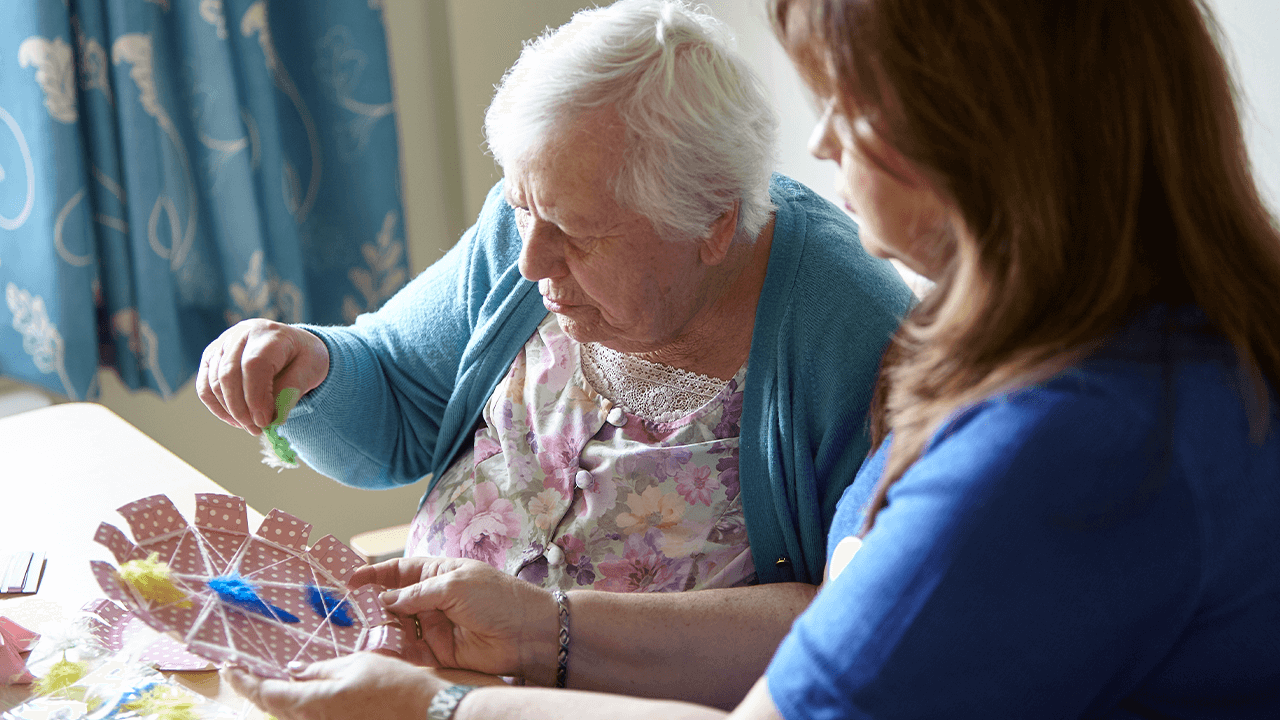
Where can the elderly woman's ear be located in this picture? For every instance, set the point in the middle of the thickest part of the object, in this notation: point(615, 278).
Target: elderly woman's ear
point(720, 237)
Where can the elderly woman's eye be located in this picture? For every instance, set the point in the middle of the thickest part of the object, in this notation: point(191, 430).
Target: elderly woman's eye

**Challenge**
Can you rewrite the material above as a numbered list, leaving out blank lines and the pictures?

**Written answer**
1. Where can the elderly woman's ear be located in this picture? For every instance, set the point in the middle of the thickest part of the object, in this notation: point(615, 278).
2. Target: elderly woman's ear
3. point(720, 237)
4. Where can the elderly woman's eye be located in this picture? For every instance, set the point in the middle of the thickest part of the object, in this notation: point(191, 430).
5. Target: elderly woman's eye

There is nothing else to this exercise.